Source passage |
>>>

14  Snapchat: The WSJ says Snapchat will launch ads in November.

15  Sprint: The Japanese operator SoftBank owns Sprint, so they've decided to export a Japanese phone, the Sharp AQUOS Crystal, to the United States. For $240, you can buy a 5.0 inch 720p Android device that looks absolutely amazing. Shame it's locked to the worst network in the country.

16  Sprint: This U.S. operator has launched their own App Store called "App Pass". It's noteworthy because of the business model: Pay $5 per month and download whatever you want. Technically, there are no "paid" apps.

17  Twitter: Yes, it's true, Twitter will now show you random shit because they can. "Our goal is to make your home timeline even more relevant and interesting."

18  Uber: They're trying something in Washington D.C. called "Corner Store". It's quite simple to explain: Tell an Uber driver what you'd you like from the store, and the driver will do your shopping and deliver it to your door. Example prices: $7.00 for two tubes of toothpaste. $9.00 for a 12 pack of condoms.

19  UK: "Almost one in three (31%) of smartphone users in the UK do not download any apps on their device in a typical month, according to a report by Deloitte – a steep increase from less than one in five in 2013. Of those that do, the average number of apps downloaded per month has fallen from 2.32 to 1.82. The report also found that almost nine in ten people never spend money on apps or other smartphone content, suggesting that demand for paid apps is even lower."

20  ZTE: They're going to bring the Nubia 5S Mini to America via Amazon. What will $280 buy you? 4.7 inch 720p panel, Snapdragon 400, 2 GB of RAM, 13 megapixel camera on the back, five on the front, LTE, and 16 GB of storage.

The Real World

21  China: Earlier this week, Mercedes was found guilty of price-fixing car parts. Today: "China has levied a record fine totaling $202 million on twelve Japanese car parts companies for price-fixing."

22  Ebola: Liberia has deployed troops in their capital to enforce a quarantine. Obvious question: What happens if the troops get sick?

23  Europe: More men in 10 Western European countries are now dying because of cancer than because of cardiovascular disease. It's being called a "tipping point" in terms of health. A decrease in smoking and improvement in heart medication is being credited.

24  Ferguson: In Saint Louis, not that far from Ferguson, another black man was shot and killed. Unlike Michael Brown, however, this man was waving a knife at police. Not saying deadly force is right (it rarely is), just pointing out that the situation was different.

<<<

Set of tasks |
(A) List every dollar amount that appears in the news roundup.
(B) Continue the news roundup from its last item.

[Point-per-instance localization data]
>>>

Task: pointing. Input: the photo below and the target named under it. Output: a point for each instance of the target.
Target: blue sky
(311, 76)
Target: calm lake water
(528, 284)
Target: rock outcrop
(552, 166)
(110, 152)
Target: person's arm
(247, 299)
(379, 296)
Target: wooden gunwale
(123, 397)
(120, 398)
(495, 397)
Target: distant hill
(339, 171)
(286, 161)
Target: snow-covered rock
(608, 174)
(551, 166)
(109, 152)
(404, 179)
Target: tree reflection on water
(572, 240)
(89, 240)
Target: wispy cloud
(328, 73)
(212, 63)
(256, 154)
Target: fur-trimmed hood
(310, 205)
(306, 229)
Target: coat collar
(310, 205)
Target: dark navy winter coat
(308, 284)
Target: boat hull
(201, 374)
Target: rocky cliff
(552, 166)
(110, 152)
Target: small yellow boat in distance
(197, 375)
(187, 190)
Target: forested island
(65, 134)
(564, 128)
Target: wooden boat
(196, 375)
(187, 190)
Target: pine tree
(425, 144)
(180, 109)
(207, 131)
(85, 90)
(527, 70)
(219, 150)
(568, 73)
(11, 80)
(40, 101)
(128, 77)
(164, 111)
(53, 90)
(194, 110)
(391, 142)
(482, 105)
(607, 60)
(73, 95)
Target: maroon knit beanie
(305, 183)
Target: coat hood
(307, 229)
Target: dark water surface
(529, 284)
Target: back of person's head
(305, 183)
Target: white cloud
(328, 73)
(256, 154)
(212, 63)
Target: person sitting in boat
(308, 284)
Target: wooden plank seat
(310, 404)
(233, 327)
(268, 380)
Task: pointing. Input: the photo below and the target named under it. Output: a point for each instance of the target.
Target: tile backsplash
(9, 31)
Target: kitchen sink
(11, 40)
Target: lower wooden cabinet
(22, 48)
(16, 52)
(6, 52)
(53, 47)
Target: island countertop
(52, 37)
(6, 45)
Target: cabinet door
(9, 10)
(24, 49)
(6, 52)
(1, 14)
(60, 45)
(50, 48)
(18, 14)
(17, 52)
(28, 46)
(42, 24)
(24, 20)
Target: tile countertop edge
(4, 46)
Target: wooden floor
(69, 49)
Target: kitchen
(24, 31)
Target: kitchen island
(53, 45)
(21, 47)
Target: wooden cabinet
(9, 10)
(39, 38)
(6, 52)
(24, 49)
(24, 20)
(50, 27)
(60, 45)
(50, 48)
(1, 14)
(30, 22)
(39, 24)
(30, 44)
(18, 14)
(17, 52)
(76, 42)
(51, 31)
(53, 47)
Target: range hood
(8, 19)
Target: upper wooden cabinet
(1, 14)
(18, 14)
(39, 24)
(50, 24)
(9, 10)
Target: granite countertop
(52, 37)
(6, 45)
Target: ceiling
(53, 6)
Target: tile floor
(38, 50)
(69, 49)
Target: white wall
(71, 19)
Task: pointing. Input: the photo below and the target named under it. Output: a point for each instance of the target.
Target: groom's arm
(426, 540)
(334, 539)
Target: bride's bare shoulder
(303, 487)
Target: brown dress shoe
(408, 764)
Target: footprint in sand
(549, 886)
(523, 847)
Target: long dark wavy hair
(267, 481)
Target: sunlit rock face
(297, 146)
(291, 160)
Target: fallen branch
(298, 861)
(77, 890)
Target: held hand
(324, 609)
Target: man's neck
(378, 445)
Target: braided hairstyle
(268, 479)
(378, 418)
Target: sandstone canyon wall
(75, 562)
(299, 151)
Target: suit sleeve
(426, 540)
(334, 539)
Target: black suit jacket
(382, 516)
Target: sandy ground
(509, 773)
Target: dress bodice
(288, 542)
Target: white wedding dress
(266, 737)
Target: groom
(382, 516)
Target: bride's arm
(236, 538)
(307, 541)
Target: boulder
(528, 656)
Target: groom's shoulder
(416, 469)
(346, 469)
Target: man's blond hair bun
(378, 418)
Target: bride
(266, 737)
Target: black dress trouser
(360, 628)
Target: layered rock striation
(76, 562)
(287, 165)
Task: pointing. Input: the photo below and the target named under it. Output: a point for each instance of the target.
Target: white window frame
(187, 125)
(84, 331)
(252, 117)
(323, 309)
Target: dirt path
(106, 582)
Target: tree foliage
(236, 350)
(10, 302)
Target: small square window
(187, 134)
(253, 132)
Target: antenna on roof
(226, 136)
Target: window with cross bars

<<<

Response list |
(A) $240, $5, $7.00, $9.00, $280, $202 million

(B)
25  India: "Tourism makes up almost 7% of India's GDP - about the same as the IT sector. It is also responsible for about 100 million jobs. But official figures show that last year, the entire country attracted fewer than seven million foreign tourists, while cities like Bangkok and London attracted twice that number." Seems like every other week there's a new gang rape story spreading across the internet. That might do some damage.

26  Italy: "Two Italian military jets have collided in mid-air during a training exercise in eastern Italy." They're still trying to find the pilots. Godspeed.

27  Russia: Remember how Russia banned food imports from Western countries? Pork prices are up 20%. Milk prices are up 5.3%. The Russian government is threatening companies who attempt to profit from the food ban, though how exactly wasn't specified.

28  UK: "Breastfeeding can halve the risk of post-natal depression, according to a large study of 14,000 new mothers."

29  UK: "The way children draw at the age of four can be a predictor of later intelligence, a study has suggested. Researchers asked 7,752 pairs of twins to draw a picture of a child which was then scored by the number of features such as head, legs, hands, and feet. They found a moderately strong link between higher drawing scores and the later intelligence test results." I can't even draw a straight line, so I must be an idiot.

30  USA: In February 1942, the USS Houston was sunk by the Japanese. The wreckage has only now been discovered. It's in the Java Sea.

31  USA: Researchers at Siena College in New York have discovered that tree climbing snakes apply immense amounts of pressure on tree limbs because they value safety over metabolic efficiency. How tight are we talking about? Five times the required pressure to support their body weight.